[PROVIDED DATA — start]
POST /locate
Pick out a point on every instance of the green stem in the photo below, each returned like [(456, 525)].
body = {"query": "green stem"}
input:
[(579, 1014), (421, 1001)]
[PROVIDED DATA — finish]
> **PROBLEM STATEMENT**
Nothing should be left out: repeat all of the data exactly.

> **RESPONSE FOR THIS EXERCISE**
POST /locate
Pick out a point on every instance of the green stem in the photo below, each returned like [(456, 525)].
body = {"query": "green stem"}
input:
[(579, 1014), (421, 1001)]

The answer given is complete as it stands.